EXCERPTED DATA section start

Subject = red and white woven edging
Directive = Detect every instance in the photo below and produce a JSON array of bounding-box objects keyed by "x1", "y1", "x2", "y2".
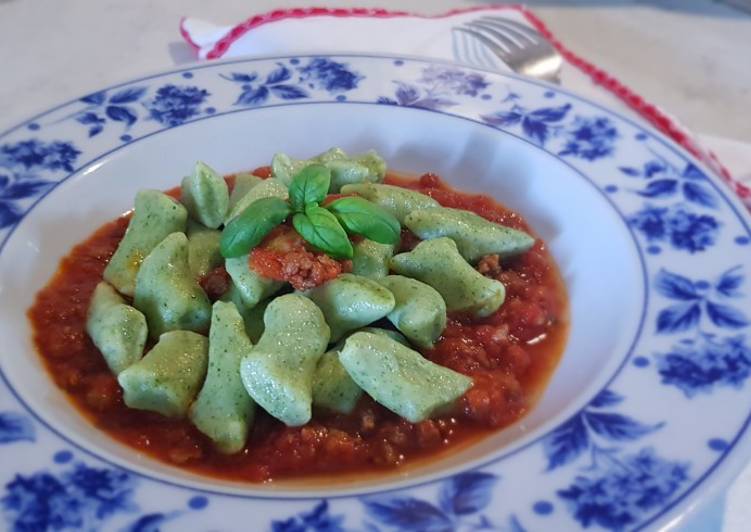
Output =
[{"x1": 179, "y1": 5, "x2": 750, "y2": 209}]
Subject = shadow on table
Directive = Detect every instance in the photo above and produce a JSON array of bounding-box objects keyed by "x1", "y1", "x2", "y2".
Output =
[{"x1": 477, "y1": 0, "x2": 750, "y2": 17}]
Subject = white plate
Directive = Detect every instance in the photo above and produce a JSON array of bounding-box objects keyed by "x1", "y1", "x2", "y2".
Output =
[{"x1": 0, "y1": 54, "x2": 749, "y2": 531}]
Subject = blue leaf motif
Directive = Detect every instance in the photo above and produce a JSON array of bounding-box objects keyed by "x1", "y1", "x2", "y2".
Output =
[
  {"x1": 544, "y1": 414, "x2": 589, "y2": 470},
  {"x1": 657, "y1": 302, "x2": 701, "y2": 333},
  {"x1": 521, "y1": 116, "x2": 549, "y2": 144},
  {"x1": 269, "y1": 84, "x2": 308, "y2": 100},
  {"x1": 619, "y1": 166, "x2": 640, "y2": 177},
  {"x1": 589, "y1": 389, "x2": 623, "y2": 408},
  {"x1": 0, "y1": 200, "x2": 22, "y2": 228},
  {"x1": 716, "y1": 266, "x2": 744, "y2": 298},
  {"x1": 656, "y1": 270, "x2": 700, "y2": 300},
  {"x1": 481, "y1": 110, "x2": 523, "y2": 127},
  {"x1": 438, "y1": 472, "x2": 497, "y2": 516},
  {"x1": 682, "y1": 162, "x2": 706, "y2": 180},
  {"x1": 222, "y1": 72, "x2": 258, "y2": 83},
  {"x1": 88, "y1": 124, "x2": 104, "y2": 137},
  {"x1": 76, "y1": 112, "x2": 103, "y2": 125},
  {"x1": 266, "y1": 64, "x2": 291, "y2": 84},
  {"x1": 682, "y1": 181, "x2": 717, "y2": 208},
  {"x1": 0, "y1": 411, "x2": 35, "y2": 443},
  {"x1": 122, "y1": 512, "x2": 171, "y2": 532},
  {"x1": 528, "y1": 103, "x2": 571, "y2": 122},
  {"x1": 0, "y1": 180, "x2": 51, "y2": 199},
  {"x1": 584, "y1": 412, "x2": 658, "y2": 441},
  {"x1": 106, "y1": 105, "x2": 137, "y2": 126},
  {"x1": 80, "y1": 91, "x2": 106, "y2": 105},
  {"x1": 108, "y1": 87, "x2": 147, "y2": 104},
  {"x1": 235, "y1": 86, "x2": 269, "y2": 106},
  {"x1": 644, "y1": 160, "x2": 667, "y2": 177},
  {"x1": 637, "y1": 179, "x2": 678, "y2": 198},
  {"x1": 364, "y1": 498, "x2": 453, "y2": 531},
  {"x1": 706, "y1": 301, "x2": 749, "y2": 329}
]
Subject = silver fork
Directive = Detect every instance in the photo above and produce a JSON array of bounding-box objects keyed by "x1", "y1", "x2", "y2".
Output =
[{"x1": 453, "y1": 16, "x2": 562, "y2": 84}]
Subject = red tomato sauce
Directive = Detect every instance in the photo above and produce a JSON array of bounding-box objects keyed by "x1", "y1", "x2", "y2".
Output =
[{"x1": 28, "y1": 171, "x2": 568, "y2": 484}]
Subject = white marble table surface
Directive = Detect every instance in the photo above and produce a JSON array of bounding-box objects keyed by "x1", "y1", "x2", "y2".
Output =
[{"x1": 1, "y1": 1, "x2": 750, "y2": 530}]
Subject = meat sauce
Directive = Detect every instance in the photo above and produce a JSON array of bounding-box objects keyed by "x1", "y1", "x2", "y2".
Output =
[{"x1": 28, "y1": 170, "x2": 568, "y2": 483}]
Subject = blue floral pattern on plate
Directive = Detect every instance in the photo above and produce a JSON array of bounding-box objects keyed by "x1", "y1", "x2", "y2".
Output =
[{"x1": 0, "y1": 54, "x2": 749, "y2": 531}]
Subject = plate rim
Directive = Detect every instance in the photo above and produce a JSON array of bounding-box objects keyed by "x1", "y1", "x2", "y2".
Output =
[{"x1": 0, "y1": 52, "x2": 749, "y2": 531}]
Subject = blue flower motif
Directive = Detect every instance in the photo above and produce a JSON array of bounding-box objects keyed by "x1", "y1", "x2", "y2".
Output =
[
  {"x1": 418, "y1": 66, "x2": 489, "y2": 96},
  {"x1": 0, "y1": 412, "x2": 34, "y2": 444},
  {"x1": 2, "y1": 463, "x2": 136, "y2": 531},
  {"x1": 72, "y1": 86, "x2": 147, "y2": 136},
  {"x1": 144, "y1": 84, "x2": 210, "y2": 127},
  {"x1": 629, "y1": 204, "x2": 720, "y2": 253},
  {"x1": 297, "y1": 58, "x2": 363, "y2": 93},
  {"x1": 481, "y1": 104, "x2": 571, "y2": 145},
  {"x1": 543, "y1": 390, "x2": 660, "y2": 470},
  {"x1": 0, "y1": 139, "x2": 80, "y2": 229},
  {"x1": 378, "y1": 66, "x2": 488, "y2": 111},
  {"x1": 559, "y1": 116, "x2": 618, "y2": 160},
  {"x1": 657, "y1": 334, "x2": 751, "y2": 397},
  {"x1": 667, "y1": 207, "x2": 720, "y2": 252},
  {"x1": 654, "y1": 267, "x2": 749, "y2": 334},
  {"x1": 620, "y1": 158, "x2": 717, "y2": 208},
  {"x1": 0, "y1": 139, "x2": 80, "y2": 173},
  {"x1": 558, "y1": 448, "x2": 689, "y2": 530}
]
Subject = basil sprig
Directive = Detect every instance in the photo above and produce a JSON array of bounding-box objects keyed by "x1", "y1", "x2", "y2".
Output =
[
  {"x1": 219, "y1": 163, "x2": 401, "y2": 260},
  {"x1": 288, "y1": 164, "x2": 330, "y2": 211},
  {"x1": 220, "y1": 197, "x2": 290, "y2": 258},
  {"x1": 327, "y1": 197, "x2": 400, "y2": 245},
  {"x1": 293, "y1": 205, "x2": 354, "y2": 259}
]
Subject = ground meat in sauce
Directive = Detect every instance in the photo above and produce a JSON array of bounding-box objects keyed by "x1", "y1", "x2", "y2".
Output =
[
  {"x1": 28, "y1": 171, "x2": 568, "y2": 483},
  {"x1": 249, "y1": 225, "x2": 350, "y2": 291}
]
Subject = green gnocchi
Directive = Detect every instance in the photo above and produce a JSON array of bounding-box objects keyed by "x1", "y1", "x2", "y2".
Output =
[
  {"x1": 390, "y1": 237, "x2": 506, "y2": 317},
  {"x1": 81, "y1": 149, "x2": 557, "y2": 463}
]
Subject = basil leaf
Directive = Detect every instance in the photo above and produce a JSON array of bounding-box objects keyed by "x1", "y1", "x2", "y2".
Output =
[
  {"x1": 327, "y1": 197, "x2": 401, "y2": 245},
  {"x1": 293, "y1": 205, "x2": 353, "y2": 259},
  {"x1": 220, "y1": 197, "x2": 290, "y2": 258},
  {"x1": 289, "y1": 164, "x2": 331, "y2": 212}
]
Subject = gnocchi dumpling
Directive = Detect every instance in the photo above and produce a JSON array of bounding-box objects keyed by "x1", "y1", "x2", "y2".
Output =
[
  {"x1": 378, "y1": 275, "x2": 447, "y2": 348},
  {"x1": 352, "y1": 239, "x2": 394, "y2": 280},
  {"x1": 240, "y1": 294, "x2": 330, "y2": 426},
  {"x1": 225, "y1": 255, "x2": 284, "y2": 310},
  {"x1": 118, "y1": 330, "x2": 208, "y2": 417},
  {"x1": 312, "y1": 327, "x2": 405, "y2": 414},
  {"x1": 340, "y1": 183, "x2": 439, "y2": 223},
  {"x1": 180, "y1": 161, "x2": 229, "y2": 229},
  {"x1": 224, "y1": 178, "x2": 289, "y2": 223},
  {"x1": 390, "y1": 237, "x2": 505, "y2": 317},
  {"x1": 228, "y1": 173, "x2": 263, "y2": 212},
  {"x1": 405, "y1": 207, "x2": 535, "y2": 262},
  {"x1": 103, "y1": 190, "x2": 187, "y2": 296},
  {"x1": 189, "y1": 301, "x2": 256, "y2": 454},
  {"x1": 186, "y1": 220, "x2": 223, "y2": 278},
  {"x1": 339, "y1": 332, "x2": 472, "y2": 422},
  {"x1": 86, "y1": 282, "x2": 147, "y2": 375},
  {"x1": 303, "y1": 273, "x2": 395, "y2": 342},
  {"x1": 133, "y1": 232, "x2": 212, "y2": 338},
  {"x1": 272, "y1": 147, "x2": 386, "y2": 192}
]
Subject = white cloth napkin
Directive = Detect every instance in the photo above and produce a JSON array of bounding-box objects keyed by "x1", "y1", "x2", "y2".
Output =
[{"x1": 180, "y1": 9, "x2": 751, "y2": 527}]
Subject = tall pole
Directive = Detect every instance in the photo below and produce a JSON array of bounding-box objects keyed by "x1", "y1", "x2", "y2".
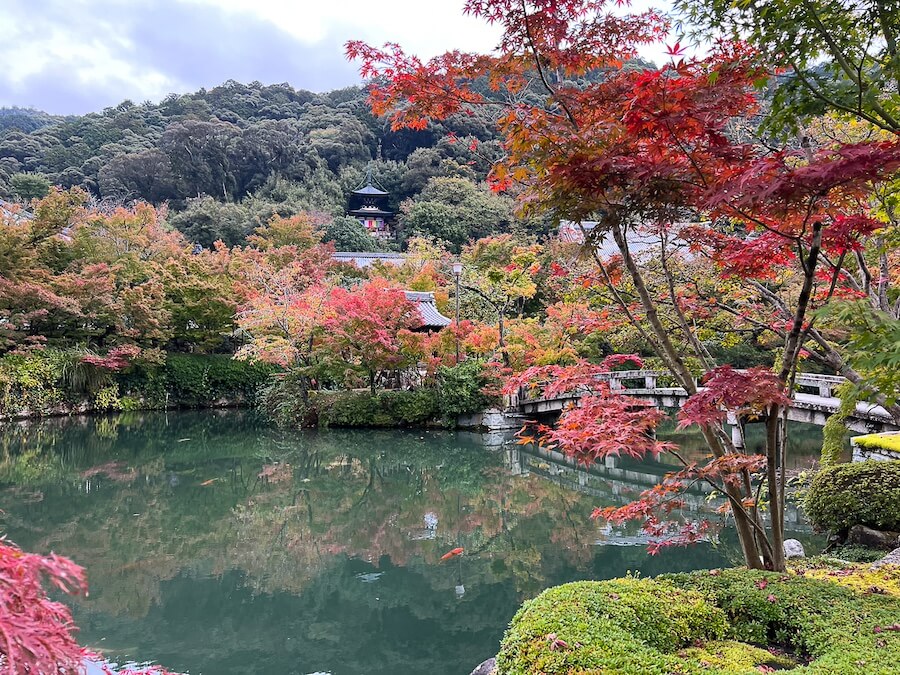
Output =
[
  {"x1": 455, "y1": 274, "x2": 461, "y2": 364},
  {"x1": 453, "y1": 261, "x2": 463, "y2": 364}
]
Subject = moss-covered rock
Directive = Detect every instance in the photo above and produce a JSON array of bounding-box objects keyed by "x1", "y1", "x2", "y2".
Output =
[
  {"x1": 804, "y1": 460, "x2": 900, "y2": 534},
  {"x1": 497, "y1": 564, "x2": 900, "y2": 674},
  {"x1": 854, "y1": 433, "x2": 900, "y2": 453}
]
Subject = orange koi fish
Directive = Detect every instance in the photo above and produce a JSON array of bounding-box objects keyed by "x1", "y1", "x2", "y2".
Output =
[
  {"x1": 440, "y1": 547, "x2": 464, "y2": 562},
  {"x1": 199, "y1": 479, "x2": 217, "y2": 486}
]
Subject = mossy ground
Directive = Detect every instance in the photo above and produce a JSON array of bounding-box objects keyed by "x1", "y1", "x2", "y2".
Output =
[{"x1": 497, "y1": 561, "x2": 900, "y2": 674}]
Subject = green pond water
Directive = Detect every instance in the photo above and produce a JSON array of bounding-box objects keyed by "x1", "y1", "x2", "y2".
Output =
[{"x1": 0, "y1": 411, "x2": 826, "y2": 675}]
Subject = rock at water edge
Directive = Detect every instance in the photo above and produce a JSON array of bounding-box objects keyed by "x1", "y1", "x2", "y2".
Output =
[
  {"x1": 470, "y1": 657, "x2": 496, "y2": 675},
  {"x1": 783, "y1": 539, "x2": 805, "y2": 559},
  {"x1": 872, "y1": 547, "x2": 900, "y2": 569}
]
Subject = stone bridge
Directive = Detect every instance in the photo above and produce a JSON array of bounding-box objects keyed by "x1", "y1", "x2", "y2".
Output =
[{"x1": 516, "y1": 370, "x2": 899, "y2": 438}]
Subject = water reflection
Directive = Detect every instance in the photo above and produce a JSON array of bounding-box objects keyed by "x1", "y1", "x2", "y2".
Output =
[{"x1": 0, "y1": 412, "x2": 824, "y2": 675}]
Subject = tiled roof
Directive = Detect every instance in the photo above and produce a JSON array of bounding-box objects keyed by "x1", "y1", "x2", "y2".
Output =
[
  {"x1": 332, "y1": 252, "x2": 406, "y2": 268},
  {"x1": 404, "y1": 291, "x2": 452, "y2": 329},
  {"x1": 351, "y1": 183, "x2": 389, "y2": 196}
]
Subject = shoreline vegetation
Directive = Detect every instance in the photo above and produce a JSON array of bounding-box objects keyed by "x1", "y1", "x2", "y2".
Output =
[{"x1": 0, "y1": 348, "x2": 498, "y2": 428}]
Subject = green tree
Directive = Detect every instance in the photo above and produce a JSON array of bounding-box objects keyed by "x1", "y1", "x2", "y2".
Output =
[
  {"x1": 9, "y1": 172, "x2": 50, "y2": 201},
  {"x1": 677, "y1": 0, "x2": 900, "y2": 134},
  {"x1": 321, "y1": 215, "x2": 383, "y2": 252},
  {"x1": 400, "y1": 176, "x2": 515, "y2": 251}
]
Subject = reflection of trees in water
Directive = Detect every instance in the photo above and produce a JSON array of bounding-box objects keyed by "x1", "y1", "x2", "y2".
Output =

EXCERPTED DATA section end

TRY IT
Please reproduce exactly the lines in the listing above from the one containing "Subject = orange koi fish" through the one containing "Subject = green tree", both included, and nothing more.

TASK SOLUTION
Subject = orange koi fish
Directive = Detect every instance in the photo above and produce a JSON array of bounding-box objects keyed by "x1", "y1", "x2", "y2".
Output =
[
  {"x1": 440, "y1": 547, "x2": 464, "y2": 562},
  {"x1": 199, "y1": 479, "x2": 217, "y2": 486}
]
Subject = mossy ground
Directive = Detect every instance in the photo above and produce a JSON array of bounding-box objects keyed by "x1", "y1", "x2", "y2".
Output =
[{"x1": 497, "y1": 561, "x2": 900, "y2": 674}]
Subject = green pond water
Directive = Detect every instance in the photo above and produce a JSON array of bounding-box objects keyed by "x1", "y1", "x2", "y2".
Output =
[{"x1": 0, "y1": 411, "x2": 826, "y2": 675}]
Subject = rock at water edge
Directive = Detect every instance in the photo above and produce a JSON array of bounding-box objects keyed by "x1", "y1", "x2", "y2".
Output =
[
  {"x1": 470, "y1": 657, "x2": 496, "y2": 675},
  {"x1": 783, "y1": 539, "x2": 805, "y2": 559},
  {"x1": 872, "y1": 547, "x2": 900, "y2": 569}
]
Subject = stone bridge
Directive = Detect every instance in the photo above and produce a JSON array of bounding-box objects keyed by "x1", "y1", "x2", "y2".
Output =
[{"x1": 516, "y1": 370, "x2": 899, "y2": 438}]
Subject = water reflection
Directive = Detect every instance in the photo above and produce a JSON array of bounding-box objects keyed by "x1", "y1", "x2", "y2".
Output =
[{"x1": 0, "y1": 412, "x2": 824, "y2": 675}]
Subject = tiled roof
Directive = Detect every instance in the photo above and produce a JSON array of bounding-box objects keyed by "x1", "y1", "x2", "y2".
Output =
[
  {"x1": 332, "y1": 252, "x2": 406, "y2": 268},
  {"x1": 404, "y1": 291, "x2": 452, "y2": 329},
  {"x1": 351, "y1": 183, "x2": 389, "y2": 196}
]
Subject = shoreline vegetation
Directive = Detect every instance in the photo above and produce a JSON array of bounding-box objects keyed by "x1", "y1", "x2", "y2".
Output =
[{"x1": 0, "y1": 348, "x2": 498, "y2": 428}]
Subject = green tree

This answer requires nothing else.